> _Excerpted passage_
————————
Samuel Ready was born on March 8, 1789, in southeastern Baltimore County. In 1804 he was employed at a sail-making firm. In 1808 Ready traveled to Washington, D.C. and worked in a government navy yard. In 1812 Ready returned to Baltimore and served in the war. On August 28, 1814, he enlisted in the Sixth Regiment, Maryland Militia. On September 3, 1817, he was appointed Lieutenant of Captain Rawlings' Company in the Twenty-Seventh Regiment, Maryland Militia. Samuel Ready served on the board of elections, and as a business man in real estate and lumber.

Although Samuel Ready had an extensive resume and could have retired at any time, he worked until his death because he loved helping the people. He came up with the idea of the Samuel Ready institution while he was an employee at the Sail Making Firm.
While working as a Sail Maker he came across a few female orphans who used to "hang around" the dock. Ready would always engage in conversation with them in order to learn more about their lives. From these conversations he learned about the struggle of the orphans to find a place that felt like home and the lack of education these people were offered and the dangers they encountered in everyday life. This motivated him to create a “safe haven” for the girls and provided them a more promising future. Ready didn't want to just build an orphanage. He wanted to make a place that felt like a home. So in 1864 Ready, set up a plan that created an institution that not only provided orphans with a warm home but also an education. Ready died (at the age of 82) on November 28, 1871, before he could see the opening of the institution. But he was able to leave his estate and money to the school.
————————
> _Data excerpts_
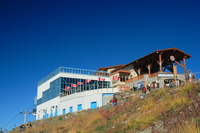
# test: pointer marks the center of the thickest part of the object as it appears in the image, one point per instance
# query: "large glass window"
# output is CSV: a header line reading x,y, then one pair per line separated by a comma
x,y
74,85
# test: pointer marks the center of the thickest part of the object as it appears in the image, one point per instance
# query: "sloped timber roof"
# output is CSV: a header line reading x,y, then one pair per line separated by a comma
x,y
152,60
110,67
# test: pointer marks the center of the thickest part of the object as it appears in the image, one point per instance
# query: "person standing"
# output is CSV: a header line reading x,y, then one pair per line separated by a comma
x,y
114,100
144,91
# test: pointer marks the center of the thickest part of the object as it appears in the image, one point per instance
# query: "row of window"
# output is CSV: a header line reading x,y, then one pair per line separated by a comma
x,y
74,85
93,105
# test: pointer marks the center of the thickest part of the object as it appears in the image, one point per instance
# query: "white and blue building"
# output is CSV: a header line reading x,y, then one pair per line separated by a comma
x,y
67,90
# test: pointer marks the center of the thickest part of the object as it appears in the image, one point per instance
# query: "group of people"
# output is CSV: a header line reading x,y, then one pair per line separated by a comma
x,y
23,126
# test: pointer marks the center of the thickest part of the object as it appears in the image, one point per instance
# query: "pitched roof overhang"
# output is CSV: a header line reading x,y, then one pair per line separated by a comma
x,y
153,58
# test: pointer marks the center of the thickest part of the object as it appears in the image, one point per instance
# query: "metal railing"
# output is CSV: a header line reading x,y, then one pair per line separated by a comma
x,y
75,71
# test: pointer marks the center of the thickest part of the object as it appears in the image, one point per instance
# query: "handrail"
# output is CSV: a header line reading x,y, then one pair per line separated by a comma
x,y
73,70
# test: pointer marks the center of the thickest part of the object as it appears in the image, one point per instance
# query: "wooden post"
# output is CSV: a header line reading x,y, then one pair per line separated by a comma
x,y
160,62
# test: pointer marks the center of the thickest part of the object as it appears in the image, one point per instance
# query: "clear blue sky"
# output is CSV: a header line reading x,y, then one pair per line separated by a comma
x,y
38,36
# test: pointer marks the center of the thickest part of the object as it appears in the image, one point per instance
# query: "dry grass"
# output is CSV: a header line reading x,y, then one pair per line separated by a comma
x,y
167,105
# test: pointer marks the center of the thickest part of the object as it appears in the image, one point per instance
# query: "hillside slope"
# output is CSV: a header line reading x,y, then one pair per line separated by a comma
x,y
162,110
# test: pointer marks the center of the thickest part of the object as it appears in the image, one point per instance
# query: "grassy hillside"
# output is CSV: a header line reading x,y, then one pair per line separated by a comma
x,y
174,110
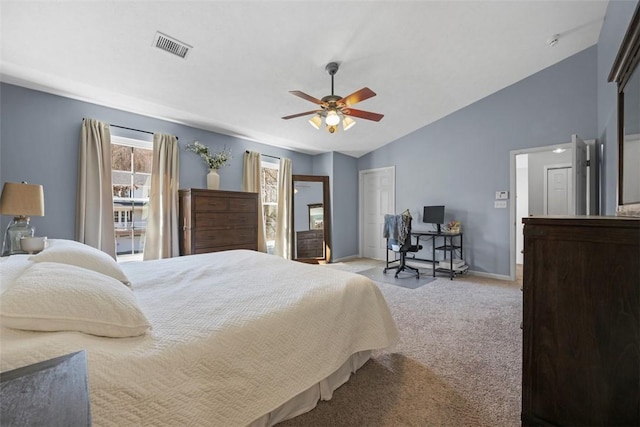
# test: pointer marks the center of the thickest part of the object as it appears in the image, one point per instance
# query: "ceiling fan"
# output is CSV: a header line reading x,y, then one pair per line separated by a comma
x,y
335,108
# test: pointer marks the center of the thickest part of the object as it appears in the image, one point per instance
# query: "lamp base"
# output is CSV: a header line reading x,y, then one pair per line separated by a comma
x,y
17,229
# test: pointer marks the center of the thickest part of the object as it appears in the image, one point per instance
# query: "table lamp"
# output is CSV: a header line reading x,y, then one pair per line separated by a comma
x,y
21,200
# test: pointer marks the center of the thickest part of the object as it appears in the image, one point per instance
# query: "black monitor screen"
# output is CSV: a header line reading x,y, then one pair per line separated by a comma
x,y
433,215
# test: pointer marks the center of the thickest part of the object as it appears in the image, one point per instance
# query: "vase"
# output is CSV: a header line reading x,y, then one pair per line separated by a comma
x,y
213,180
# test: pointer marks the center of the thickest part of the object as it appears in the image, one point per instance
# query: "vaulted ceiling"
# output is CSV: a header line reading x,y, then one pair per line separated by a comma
x,y
424,59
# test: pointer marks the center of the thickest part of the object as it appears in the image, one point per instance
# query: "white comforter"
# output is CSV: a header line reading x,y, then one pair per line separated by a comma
x,y
235,334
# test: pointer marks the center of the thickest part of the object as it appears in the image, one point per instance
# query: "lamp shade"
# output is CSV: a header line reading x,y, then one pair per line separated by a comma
x,y
22,199
347,123
332,118
316,121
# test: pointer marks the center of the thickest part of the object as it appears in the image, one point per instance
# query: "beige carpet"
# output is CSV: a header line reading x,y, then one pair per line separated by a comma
x,y
458,362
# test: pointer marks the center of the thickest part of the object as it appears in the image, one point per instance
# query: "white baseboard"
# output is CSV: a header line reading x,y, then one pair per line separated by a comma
x,y
347,258
490,275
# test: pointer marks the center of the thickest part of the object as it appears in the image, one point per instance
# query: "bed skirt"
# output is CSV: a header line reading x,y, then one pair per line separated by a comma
x,y
308,399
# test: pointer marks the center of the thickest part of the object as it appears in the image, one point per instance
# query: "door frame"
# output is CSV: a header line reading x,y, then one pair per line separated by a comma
x,y
513,192
361,200
593,166
545,179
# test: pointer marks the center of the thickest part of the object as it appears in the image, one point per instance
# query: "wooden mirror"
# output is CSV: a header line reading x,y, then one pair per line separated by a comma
x,y
626,73
310,224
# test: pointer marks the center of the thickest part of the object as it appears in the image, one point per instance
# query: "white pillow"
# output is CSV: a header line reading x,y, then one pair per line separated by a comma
x,y
11,267
81,255
50,296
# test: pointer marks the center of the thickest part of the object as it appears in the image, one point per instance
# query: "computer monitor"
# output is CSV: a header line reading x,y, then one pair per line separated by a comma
x,y
433,215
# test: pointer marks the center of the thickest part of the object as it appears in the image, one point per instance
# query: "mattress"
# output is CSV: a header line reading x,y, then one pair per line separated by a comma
x,y
235,336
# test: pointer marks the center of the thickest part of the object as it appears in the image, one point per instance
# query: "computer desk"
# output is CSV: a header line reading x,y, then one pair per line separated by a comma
x,y
448,245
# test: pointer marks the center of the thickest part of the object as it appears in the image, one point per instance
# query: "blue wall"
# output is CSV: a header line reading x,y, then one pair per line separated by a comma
x,y
461,160
616,21
39,144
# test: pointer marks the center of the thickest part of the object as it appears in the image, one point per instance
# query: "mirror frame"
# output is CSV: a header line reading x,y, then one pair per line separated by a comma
x,y
326,219
625,64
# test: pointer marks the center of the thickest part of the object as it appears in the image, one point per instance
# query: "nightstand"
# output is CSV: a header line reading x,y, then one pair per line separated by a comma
x,y
52,393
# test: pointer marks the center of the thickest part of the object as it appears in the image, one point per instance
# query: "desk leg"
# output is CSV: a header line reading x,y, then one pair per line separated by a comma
x,y
433,255
450,257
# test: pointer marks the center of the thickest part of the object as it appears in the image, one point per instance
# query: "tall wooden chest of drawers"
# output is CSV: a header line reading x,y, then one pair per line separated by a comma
x,y
213,220
310,244
581,324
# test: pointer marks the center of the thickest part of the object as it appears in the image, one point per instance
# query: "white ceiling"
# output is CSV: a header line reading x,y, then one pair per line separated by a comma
x,y
424,59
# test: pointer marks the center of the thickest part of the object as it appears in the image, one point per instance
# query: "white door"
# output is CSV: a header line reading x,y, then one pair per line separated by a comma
x,y
377,198
579,164
558,191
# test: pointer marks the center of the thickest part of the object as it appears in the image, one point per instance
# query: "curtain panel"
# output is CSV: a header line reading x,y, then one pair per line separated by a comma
x,y
161,236
252,182
94,200
283,225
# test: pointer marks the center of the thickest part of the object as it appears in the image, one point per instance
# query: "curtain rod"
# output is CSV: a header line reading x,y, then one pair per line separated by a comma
x,y
266,155
135,130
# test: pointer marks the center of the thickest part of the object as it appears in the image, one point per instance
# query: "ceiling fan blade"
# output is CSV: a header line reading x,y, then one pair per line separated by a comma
x,y
363,114
293,116
354,98
305,96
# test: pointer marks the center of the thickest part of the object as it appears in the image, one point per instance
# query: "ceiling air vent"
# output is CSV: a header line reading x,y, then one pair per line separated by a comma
x,y
171,45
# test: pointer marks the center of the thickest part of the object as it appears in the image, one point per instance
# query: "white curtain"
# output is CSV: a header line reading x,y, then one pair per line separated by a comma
x,y
283,226
94,196
252,182
161,237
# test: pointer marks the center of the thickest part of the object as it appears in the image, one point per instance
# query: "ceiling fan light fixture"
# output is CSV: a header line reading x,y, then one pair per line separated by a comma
x,y
316,121
332,118
347,123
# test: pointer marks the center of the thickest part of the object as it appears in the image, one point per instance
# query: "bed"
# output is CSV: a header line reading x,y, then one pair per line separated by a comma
x,y
231,338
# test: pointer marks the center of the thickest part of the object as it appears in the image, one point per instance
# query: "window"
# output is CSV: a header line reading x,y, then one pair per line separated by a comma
x,y
131,181
269,181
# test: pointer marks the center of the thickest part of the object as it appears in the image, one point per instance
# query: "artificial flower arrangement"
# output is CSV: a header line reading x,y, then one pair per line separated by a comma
x,y
454,226
213,161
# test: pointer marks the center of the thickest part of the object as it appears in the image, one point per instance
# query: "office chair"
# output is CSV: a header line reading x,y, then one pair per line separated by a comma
x,y
397,230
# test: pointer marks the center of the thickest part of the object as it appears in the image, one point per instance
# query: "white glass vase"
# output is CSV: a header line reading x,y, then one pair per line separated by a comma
x,y
213,180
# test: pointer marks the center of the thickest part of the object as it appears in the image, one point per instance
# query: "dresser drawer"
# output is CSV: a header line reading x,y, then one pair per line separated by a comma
x,y
224,219
238,236
215,220
211,204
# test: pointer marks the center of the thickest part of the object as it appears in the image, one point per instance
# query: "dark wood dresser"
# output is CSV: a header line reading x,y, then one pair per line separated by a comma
x,y
213,220
50,393
309,244
581,323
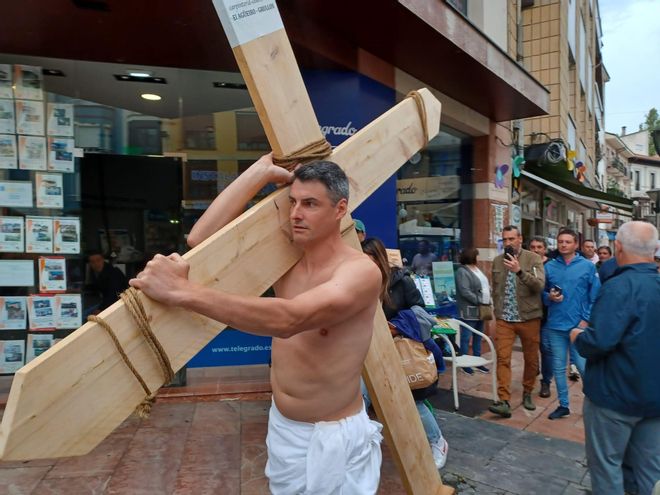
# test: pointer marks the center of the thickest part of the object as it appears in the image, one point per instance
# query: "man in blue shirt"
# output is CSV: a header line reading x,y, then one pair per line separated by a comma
x,y
571,287
621,344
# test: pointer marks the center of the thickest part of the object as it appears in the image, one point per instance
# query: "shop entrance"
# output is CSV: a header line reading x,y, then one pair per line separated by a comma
x,y
131,209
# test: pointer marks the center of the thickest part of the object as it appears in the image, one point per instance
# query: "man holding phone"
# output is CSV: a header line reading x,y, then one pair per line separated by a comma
x,y
571,287
518,280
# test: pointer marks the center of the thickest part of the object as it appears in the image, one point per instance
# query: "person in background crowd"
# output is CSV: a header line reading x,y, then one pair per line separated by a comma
x,y
622,403
571,286
472,290
108,280
518,280
589,251
360,229
538,245
607,269
422,263
402,294
604,254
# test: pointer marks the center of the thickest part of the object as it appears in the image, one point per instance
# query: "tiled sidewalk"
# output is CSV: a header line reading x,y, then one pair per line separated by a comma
x,y
201,439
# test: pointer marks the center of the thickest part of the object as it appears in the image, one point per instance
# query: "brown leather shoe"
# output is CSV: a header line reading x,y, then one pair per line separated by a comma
x,y
545,390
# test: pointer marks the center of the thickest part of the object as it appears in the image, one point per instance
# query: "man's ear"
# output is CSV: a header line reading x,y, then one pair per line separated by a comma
x,y
342,208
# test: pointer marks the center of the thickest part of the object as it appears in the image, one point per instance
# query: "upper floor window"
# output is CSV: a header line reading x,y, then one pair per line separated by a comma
x,y
460,5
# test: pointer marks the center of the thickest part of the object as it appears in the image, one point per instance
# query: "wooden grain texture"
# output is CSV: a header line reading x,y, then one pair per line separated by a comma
x,y
71,397
278,92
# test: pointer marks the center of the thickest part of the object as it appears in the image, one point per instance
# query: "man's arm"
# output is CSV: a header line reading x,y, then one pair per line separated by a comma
x,y
354,287
610,321
592,294
231,202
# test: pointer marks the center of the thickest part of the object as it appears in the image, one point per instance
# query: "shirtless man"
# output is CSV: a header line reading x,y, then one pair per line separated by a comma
x,y
320,439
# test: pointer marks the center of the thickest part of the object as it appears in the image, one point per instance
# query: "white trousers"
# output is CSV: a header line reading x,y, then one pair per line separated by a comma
x,y
325,458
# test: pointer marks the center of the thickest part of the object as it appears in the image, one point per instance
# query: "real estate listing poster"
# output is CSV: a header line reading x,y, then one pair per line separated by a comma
x,y
16,193
38,234
28,82
37,344
30,117
52,274
60,119
41,312
12,355
12,235
67,235
16,273
7,117
68,311
32,153
49,191
5,81
13,313
60,154
8,151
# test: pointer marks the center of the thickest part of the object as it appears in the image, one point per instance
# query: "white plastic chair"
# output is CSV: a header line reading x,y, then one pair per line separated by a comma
x,y
467,361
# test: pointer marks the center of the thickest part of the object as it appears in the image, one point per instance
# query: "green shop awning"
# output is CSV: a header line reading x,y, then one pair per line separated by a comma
x,y
561,180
————————
> _Required action A_
According to the Samuel Ready passage, which regiment did he enlist in on August 28, 1814?
> _Required action B_
Pick up the passage on Samuel Ready after its final sentence and write the next part.

> _Result A_
The Sixth Regiment, Maryland Militia.

> _Result B_
== Orphans and scholarships ==
Preceding the death of Samuel Ready, the board of trustees began to work on a scholarship program for female orphans. Between 1887 and 1976 Ready's scholarships were strictly for female orphans. In 1977 the board decided to open the Samuel Ready scholarships to all girls who showed strong academic potential and financial instability. Samuel Ready Scholarships Inc. is an organization that provides funds to six independent Baltimore schools those include: The Bryn Mawr School, Friends School, Garrison Forest School, Institute of Notre Dame, Roland Park Country School, and St. Paul's School for Girls.